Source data
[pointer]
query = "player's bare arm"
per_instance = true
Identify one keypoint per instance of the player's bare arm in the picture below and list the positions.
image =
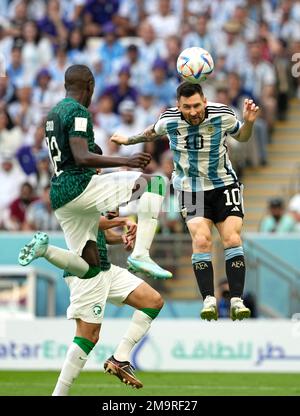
(84, 158)
(148, 135)
(250, 113)
(128, 238)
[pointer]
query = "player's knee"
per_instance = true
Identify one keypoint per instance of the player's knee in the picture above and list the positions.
(232, 240)
(157, 184)
(202, 243)
(157, 301)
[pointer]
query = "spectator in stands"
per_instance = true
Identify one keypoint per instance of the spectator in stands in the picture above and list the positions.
(163, 88)
(165, 22)
(105, 117)
(97, 13)
(15, 69)
(10, 135)
(21, 110)
(237, 94)
(36, 51)
(17, 209)
(111, 51)
(130, 13)
(294, 209)
(76, 47)
(283, 72)
(44, 171)
(6, 91)
(138, 68)
(260, 78)
(151, 48)
(200, 36)
(53, 25)
(11, 178)
(277, 220)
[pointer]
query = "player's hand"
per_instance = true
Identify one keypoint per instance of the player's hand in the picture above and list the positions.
(139, 160)
(129, 237)
(250, 111)
(119, 139)
(112, 214)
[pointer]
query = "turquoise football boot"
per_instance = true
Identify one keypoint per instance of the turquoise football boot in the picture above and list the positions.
(148, 267)
(238, 311)
(36, 248)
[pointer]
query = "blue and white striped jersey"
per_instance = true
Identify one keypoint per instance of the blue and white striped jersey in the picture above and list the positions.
(200, 153)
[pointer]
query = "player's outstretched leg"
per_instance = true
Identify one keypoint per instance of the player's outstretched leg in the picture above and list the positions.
(64, 259)
(148, 267)
(238, 310)
(36, 248)
(123, 370)
(209, 310)
(148, 210)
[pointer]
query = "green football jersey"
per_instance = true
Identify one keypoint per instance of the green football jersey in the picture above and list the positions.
(68, 119)
(102, 249)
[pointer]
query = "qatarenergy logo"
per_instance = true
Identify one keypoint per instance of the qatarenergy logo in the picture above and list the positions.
(47, 350)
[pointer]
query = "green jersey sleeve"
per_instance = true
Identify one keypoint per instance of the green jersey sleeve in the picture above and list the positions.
(80, 124)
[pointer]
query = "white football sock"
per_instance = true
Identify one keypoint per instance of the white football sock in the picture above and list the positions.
(66, 260)
(73, 364)
(139, 326)
(148, 211)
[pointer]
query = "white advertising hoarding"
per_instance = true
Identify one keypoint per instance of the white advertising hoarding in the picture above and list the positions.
(177, 344)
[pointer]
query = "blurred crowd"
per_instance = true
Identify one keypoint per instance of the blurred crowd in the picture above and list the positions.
(131, 47)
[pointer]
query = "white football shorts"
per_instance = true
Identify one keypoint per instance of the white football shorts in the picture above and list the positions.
(88, 297)
(79, 218)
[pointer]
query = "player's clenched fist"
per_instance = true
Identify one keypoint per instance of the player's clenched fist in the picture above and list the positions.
(118, 139)
(139, 160)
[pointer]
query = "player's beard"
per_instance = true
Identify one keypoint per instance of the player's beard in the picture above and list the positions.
(195, 121)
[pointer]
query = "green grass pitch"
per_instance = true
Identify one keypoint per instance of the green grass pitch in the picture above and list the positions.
(41, 383)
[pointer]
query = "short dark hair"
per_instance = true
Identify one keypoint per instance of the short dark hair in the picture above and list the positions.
(187, 89)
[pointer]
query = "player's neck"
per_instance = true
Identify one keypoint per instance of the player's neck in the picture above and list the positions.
(77, 96)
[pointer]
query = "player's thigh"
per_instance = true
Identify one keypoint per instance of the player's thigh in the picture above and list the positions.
(88, 297)
(122, 285)
(107, 192)
(227, 201)
(200, 228)
(88, 330)
(78, 227)
(144, 296)
(230, 231)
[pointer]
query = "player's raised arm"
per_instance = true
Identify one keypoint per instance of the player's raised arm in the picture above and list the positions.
(148, 135)
(250, 113)
(84, 158)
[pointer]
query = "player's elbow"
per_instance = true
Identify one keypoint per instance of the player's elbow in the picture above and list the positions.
(82, 161)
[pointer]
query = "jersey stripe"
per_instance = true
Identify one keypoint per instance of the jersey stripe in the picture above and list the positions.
(214, 153)
(193, 158)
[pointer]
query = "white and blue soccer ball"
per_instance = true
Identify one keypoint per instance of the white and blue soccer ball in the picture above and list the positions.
(194, 64)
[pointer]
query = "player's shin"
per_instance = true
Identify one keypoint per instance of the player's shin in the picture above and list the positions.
(235, 270)
(71, 262)
(203, 270)
(139, 326)
(148, 210)
(76, 358)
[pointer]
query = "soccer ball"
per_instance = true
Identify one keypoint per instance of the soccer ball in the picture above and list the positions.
(194, 64)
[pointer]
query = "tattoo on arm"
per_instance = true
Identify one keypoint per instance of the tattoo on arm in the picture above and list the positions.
(147, 135)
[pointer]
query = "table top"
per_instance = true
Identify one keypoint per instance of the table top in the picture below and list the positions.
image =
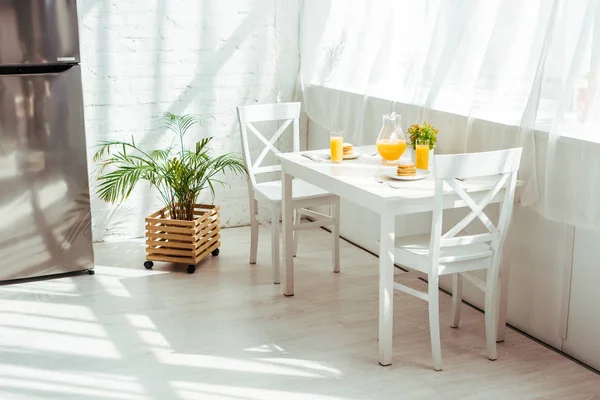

*STATED GOAL*
Collect each line of the source data that contains the string "beard", treating uppercase and lowercase letters as different.

*OUTPUT FOR THIS EXERCISE*
query = "player's beard"
Identify one keypoint per instance of the player's beard in the picture above and list the positions.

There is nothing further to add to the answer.